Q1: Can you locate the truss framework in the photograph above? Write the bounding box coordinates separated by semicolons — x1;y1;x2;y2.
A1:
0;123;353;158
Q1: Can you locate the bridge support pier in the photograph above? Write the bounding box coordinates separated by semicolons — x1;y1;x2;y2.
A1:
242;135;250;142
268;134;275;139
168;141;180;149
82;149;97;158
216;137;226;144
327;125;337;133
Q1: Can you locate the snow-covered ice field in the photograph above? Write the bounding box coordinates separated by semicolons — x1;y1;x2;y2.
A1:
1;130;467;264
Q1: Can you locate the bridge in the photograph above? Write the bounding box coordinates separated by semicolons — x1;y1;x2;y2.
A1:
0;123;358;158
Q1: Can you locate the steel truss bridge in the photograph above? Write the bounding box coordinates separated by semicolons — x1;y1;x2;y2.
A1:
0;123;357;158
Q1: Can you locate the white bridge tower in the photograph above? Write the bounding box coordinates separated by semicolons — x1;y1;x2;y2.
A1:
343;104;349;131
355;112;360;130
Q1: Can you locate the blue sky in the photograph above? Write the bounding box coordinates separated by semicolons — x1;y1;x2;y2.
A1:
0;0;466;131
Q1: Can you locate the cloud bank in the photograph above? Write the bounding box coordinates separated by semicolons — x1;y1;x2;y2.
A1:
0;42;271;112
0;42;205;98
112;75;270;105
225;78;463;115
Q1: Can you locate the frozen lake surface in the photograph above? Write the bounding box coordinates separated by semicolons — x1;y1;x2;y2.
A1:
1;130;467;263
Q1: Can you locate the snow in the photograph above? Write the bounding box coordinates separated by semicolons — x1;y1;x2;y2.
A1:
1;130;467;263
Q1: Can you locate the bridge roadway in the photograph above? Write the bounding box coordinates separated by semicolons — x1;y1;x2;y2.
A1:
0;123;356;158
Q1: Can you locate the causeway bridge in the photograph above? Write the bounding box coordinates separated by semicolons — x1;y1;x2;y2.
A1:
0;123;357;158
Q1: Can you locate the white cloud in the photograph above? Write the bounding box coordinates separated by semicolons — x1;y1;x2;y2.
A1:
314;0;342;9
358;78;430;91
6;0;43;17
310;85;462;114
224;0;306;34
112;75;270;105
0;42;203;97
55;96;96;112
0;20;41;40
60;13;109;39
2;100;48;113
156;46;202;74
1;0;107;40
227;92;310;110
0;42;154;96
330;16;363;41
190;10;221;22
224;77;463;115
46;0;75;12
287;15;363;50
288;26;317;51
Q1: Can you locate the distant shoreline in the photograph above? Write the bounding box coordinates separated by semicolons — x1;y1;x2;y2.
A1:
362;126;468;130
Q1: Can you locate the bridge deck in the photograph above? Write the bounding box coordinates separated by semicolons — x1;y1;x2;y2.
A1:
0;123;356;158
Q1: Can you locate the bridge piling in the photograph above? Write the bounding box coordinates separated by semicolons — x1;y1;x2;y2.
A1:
* * * * *
# ACTION ITEM
Show the lines above that have the word "white".

# TASK RESPONSE
Q1: Can you locate the white bridge tower in the photograph above? Write the bounding box coordinates separated by semicolons — x1;y1;x2;y2.
Q1: Can you locate the white cloud in the photograph above? Write the bounding box coordinates separated by semicolons — x1;y1;x2;y2.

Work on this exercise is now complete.